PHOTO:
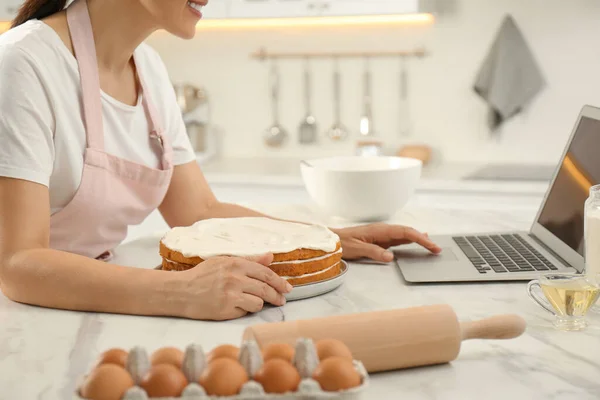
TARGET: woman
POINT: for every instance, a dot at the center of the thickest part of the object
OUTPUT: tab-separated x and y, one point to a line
93	141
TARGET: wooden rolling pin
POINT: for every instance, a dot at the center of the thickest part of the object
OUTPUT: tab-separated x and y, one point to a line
395	339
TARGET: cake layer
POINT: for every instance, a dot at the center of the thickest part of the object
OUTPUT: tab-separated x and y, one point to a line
246	237
328	273
294	280
299	254
286	268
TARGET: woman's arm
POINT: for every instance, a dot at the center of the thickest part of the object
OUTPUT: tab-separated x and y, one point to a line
191	199
32	273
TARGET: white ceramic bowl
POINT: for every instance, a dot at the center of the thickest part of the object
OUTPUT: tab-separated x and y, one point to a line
361	188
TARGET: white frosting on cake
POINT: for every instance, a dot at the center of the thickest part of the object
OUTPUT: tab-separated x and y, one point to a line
249	236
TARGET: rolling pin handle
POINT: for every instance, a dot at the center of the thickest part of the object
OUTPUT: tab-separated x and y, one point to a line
499	327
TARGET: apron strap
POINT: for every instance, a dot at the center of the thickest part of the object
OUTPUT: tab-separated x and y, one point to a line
82	37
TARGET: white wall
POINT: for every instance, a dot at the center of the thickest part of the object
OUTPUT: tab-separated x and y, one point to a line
564	36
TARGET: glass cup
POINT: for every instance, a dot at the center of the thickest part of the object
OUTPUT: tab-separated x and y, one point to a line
567	296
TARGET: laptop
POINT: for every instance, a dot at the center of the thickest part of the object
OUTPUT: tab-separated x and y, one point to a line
554	243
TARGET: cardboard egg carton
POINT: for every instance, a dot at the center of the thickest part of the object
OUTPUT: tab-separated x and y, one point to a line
194	362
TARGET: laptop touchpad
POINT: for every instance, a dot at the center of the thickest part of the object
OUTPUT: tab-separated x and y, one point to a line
418	256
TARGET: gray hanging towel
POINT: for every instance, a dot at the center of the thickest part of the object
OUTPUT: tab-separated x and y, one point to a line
509	77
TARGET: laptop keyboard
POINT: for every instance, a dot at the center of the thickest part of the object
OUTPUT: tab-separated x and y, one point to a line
502	254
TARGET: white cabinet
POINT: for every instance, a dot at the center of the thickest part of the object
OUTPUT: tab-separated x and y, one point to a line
217	9
370	7
314	8
9	9
270	8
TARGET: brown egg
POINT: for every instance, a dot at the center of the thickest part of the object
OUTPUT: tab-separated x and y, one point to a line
335	374
167	355
224	351
223	377
278	376
164	380
106	382
113	356
278	350
332	348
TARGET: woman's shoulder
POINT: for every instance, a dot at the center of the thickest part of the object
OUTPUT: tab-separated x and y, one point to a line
28	44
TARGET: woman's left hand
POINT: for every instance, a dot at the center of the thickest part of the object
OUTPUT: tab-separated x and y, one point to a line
373	241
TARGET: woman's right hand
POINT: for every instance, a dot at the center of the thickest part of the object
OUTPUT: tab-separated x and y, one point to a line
223	288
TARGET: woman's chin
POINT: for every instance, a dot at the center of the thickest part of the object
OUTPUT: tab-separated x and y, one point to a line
184	32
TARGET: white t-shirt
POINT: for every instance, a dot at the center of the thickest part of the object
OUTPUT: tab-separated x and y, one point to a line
42	134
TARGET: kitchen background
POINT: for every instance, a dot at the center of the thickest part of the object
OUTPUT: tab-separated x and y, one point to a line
445	112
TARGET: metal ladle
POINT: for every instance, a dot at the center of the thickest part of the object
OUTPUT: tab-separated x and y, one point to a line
307	131
338	131
275	135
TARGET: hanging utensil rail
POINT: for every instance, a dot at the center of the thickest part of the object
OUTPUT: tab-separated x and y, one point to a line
263	55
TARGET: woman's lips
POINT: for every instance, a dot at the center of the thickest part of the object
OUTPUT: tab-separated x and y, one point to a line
196	8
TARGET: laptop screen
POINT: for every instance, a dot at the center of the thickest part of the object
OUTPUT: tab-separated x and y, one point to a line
563	212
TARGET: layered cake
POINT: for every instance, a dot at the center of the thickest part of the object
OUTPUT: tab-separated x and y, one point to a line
303	253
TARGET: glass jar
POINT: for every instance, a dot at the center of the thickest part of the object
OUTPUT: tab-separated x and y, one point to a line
592	233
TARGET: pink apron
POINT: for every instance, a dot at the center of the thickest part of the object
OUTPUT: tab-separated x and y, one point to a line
114	193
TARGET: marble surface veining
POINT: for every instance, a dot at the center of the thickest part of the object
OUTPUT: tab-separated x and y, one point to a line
43	353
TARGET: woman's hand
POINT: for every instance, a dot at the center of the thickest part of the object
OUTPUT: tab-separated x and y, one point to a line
372	241
223	288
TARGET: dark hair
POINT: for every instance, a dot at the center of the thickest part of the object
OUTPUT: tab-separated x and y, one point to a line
37	9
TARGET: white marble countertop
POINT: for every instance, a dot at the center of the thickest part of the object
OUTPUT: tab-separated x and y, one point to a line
44	352
285	172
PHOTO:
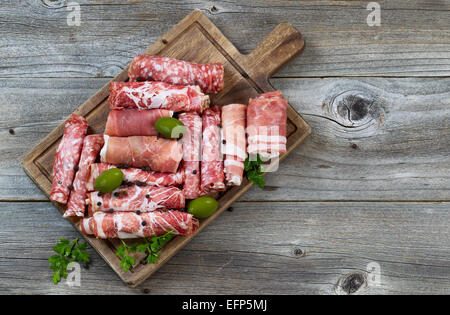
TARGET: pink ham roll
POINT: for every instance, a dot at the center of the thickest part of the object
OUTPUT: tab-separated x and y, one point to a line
92	145
266	124
212	177
136	175
134	122
133	198
67	157
234	142
191	153
157	95
131	225
179	72
161	155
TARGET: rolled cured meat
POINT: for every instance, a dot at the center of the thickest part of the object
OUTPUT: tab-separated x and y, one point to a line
131	225
212	177
266	124
67	157
134	198
155	68
136	175
92	145
234	142
134	122
157	95
191	153
161	155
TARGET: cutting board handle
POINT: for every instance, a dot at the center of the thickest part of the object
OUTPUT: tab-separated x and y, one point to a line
279	47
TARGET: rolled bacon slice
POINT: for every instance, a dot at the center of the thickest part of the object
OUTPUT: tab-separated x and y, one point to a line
212	177
266	124
126	225
155	68
161	155
67	157
92	145
134	122
136	175
234	142
191	153
157	95
133	198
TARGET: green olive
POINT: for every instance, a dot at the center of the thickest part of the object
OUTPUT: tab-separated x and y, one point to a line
109	180
170	127
203	207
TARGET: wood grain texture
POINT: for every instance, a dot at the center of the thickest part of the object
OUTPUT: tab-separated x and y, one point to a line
395	151
296	248
413	39
197	39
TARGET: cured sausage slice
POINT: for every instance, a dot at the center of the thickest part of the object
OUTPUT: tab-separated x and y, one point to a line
266	124
154	95
134	122
133	198
67	157
155	68
234	142
136	175
92	145
191	153
212	177
131	225
161	155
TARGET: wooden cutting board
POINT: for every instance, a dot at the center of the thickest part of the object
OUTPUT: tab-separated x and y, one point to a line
195	39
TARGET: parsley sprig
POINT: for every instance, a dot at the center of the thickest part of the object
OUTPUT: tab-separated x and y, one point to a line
67	252
254	171
151	248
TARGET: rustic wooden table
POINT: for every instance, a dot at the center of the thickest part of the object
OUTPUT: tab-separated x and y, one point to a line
361	207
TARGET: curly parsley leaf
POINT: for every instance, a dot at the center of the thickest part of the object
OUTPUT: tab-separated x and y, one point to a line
67	252
151	248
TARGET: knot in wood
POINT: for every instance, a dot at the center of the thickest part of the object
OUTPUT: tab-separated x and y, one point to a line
351	283
355	108
54	4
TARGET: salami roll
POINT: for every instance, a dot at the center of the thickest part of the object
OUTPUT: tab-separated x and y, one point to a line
266	124
191	153
178	72
126	225
67	157
133	198
157	95
136	175
234	142
134	122
92	145
212	177
161	155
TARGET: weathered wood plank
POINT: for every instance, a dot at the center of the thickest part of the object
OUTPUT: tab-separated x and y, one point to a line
296	247
393	146
413	39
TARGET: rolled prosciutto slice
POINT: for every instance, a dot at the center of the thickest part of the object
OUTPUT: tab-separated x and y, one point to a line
266	124
191	153
212	177
131	225
155	68
134	122
133	198
234	142
92	145
157	95
161	155
67	157
136	175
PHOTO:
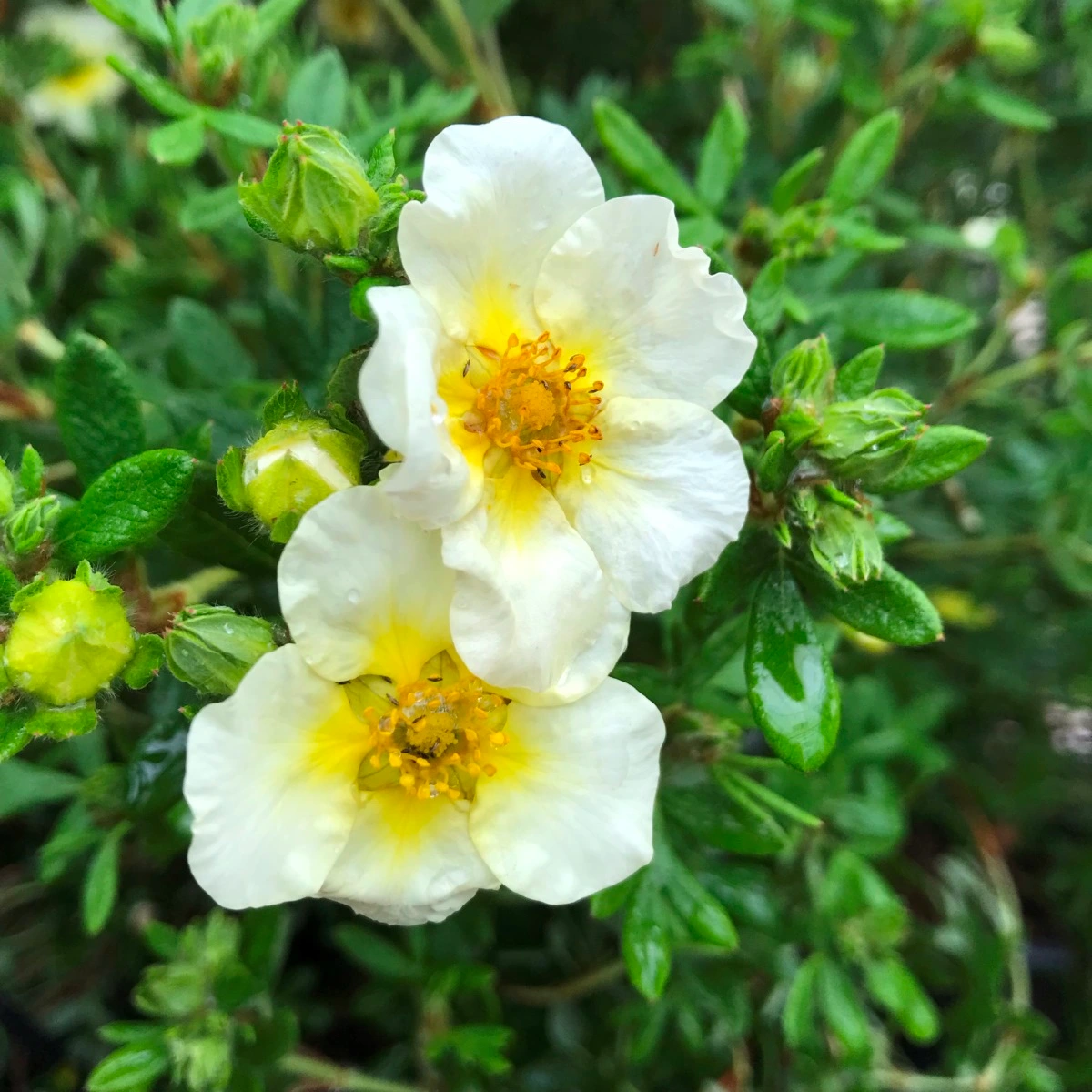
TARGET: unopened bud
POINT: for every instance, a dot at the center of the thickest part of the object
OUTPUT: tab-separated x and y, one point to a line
315	195
212	648
68	642
295	465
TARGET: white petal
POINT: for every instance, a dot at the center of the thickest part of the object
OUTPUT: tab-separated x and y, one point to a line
500	197
434	483
645	311
590	669
665	491
569	811
268	820
530	599
408	861
364	592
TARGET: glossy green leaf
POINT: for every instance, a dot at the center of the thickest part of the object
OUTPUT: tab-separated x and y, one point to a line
97	410
126	506
942	451
642	157
889	606
790	681
865	161
905	319
722	153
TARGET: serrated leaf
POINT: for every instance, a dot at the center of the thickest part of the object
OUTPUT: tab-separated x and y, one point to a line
126	506
722	153
178	143
97	410
790	681
640	157
942	451
865	159
889	606
905	319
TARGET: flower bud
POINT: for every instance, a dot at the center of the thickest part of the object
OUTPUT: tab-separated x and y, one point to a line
295	465
805	374
31	522
69	642
845	545
212	648
315	195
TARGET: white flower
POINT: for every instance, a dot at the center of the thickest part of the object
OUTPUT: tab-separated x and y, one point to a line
68	99
547	378
366	763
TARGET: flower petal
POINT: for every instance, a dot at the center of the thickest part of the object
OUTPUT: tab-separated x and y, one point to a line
530	599
665	491
408	861
569	811
645	311
500	197
364	592
268	818
434	483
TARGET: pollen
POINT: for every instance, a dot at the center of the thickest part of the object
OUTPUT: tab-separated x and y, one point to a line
535	404
437	736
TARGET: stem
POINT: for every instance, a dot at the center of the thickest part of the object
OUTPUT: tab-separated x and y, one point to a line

──────────────────────────────

__Short task__. Please give the lines starting with the one that contains "TARGET: stem" and running through the end of the items as a Markdown table with the columns Row and Line, leaving out blank lines.

__Completed exercise__.
| Row | Line |
|---|---|
| 1 | TARGET: stem |
| 2 | POINT: for every instance, a dot at the center of the thickest part of the object |
| 3 | OUTPUT: tab-separated x and y, one point to a line |